> _Objective_
Turn every line of the data below into a Markdown table with the columns Row and Line. Put a running row number under Row and the full line under Line, and leave out blank lines.

--- begin ---

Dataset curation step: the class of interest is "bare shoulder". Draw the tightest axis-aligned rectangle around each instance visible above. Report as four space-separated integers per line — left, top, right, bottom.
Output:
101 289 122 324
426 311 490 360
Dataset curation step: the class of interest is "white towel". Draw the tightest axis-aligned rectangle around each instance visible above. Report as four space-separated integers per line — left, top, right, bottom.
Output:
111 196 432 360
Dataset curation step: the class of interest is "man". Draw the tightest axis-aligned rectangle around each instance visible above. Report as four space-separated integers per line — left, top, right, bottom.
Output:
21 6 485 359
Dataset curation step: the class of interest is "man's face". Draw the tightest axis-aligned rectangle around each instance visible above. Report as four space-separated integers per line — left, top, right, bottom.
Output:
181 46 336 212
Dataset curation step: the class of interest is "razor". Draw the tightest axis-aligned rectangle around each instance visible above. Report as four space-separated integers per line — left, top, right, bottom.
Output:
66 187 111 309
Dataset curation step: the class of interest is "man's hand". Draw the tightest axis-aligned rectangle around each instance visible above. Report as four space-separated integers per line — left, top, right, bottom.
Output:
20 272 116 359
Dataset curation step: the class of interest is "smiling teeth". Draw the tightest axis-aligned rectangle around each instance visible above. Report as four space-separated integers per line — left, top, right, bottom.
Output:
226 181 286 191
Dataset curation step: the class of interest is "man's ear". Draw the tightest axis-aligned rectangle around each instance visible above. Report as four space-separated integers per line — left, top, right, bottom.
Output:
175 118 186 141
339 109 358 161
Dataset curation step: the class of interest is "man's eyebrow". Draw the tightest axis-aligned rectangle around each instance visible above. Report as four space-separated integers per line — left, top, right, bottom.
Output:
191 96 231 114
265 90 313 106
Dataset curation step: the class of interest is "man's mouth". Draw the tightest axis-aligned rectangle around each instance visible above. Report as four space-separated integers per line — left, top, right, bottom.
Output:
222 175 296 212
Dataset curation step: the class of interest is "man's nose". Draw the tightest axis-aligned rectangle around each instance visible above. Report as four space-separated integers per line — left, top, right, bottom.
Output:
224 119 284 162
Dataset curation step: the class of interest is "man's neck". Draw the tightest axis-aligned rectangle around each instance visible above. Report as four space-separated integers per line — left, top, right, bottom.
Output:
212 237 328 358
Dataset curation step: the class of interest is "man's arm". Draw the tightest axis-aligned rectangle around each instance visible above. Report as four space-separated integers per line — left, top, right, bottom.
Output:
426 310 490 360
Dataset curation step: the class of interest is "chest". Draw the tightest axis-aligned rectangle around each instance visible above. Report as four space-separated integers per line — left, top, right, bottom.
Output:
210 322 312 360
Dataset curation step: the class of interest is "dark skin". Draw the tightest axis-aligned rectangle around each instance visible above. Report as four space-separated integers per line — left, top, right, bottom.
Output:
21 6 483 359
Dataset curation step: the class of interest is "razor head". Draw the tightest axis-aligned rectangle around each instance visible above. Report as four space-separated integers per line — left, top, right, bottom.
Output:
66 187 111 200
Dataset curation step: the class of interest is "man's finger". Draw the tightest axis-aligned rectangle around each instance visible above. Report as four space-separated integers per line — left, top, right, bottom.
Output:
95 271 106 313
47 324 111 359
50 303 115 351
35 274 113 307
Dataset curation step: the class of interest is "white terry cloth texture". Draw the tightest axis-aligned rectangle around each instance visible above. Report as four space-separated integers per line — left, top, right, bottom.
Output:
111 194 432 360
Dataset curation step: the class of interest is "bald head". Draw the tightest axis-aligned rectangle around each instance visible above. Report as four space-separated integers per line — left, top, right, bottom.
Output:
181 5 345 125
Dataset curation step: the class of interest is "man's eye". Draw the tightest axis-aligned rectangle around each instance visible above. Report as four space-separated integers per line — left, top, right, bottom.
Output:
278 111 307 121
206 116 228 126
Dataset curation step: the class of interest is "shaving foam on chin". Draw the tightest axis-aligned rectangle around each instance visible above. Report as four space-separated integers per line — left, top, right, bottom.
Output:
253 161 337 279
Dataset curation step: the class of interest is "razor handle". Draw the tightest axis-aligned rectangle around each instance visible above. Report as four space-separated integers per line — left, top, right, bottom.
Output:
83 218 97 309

--- end ---

> _Solution to this problem_
| Row | Line |
|---|---|
| 1 | Dataset curation step: the class of interest is "bare shoulder". Draw the tightest axis-aligned rectangle around each instance visible above. Report as four space-separated integers per line — left, top, right, bottom. |
| 2 | Output: |
| 3 | 101 289 122 324 |
| 4 | 426 311 490 360 |
| 5 | Dataset curation step: the class of interest is "white towel". Draw the tightest axis-aligned rectangle around each instance visible above. Report as four space-separated integers per line — left, top, right, bottom. |
| 6 | Output: |
| 7 | 111 196 432 360 |
| 8 | Dataset curation step: the class of interest is "man". Draw the tightest axis-aligned rectangle around each instance visible above. Report as four space-separated integers per line — left, top, right, bottom. |
| 9 | Output: |
| 10 | 21 6 485 359 |
| 11 | Dataset curation step: the class of interest is "man's face". Draw the tightest axis-aligned rectangle around each instance visible above. Report as four space-separated integers per line — left, top, right, bottom. |
| 12 | Output: |
| 13 | 181 46 336 212 |
| 14 | Dataset curation step: the class of interest is "razor". Draw the tightest axis-aligned rectangle around each instance visible above. Report as four space-separated integers per line — left, top, right, bottom. |
| 15 | Output: |
| 16 | 66 187 111 309 |
| 17 | Dataset curation step: the class of interest is "man's hand". Draw the tightest axis-aligned rectangle around each instance visible above. Report as four space-separated integers per line — left, top, right, bottom. |
| 18 | Output: |
| 19 | 20 272 116 359 |
| 20 | Dataset curation step: the class of interest is "smiling teeth". Draw the tightest axis-aligned rectangle around each instance visible above. Report as four space-separated integers per line — left, top, right, bottom. |
| 21 | Output: |
| 22 | 226 181 286 191 |
| 23 | Dataset curation step: the class of interest is "man's ear". Draw the tightest axis-aligned rectangle around each instance visible above. Report as four space-separated integers per line — left, top, right, bottom. |
| 24 | Output: |
| 25 | 175 118 186 141 |
| 26 | 339 109 358 161 |
| 27 | Dataset curation step: the class of interest is "man's eyebrow". Draw the tightest axis-aligned rectangle around each instance visible above. Report as four space-separated integers per line — left, top, right, bottom. |
| 28 | Output: |
| 29 | 191 96 231 114 |
| 30 | 265 90 313 106 |
| 31 | Dataset curation step: the class of interest is "man's mouth". Draw the tightest axis-aligned rectangle around each instance visible above. Report as four space-separated integers per line — left, top, right, bottom. |
| 32 | Output: |
| 33 | 222 175 296 212 |
| 34 | Dataset curation step: the class of interest is "man's nose". Draw the tightest axis-aligned rectangle around each instance visible above. Report as four space-separated integers per line — left, top, right, bottom. |
| 35 | Output: |
| 36 | 224 119 284 162 |
| 37 | Dataset curation step: the class of interest is "man's neck". Draw the tightest axis-aligned rectangle around each instance visible above. Report as four space-separated integers per line — left, top, right, bottom. |
| 38 | Output: |
| 39 | 212 237 328 358 |
| 40 | Dataset curation step: the class of interest is "man's arm". Draw the tightest axis-aligned rectangle around each instance visible above. Report as four space-separated integers per line — left, top, right, bottom. |
| 41 | Output: |
| 42 | 426 310 490 360 |
| 43 | Dataset curation step: the class of interest is "chest". Draw the tightest axis-aligned rectangle around each instance visible above. Report as four space-separated integers per line — left, top, right, bottom. |
| 44 | Output: |
| 45 | 210 322 312 360 |
| 46 | Dataset curation step: the class of interest is "dark skin". Draw the tightest axis-aligned rectangle around each instance visible above. Report as four space-separated integers per line — left, top, right, bottom. |
| 47 | Output: |
| 48 | 21 6 483 359 |
| 49 | Dataset curation step: the class of interest is "razor head". Draw the tightest axis-aligned rectangle around each instance visible above. Report as four space-separated integers per line — left, top, right, bottom. |
| 50 | Output: |
| 51 | 66 187 111 200 |
| 52 | Dataset curation step: the class of interest is "man's finger". Draw the tightest axis-aligned rectangle around each instance visible above. Report as four space-separated integers per line — left, top, right, bottom. |
| 53 | Output: |
| 54 | 95 271 106 313 |
| 55 | 47 324 111 359 |
| 56 | 50 303 115 351 |
| 57 | 35 274 113 307 |
| 58 | Dataset curation step: the class of interest is "white terry cloth texture". Draw the tightest axis-aligned rectangle around each instance visible above. Report as four space-separated integers per line — left, top, right, bottom. |
| 59 | Output: |
| 60 | 111 194 432 360 |
| 61 | Dataset curation step: the class of interest is "bald head". Draw the tightest axis-aligned rectangle around each instance visible above. Report as four space-separated integers per line — left, top, right, bottom. |
| 62 | Output: |
| 63 | 181 5 345 125 |
| 64 | Dataset curation step: the class of interest is "man's eye". Draw the tightest axis-aligned rectangle around each instance visible above. Report as four space-separated integers per line — left, top, right, bottom. |
| 65 | Output: |
| 66 | 278 111 307 121 |
| 67 | 206 116 228 126 |
| 68 | Dataset curation step: the class of interest is "shaving foam on chin". Draw the tightest axis-aligned rectangle around each instance visible above. Report as four space-separated integers per line — left, top, right, bottom. |
| 69 | Output: |
| 70 | 253 161 337 279 |
| 71 | Dataset curation step: the class of interest is "razor handle". Draw the tightest axis-aligned rectangle around each instance visible above. Report as four space-separated integers per line — left, top, right, bottom. |
| 72 | Output: |
| 73 | 83 218 97 309 |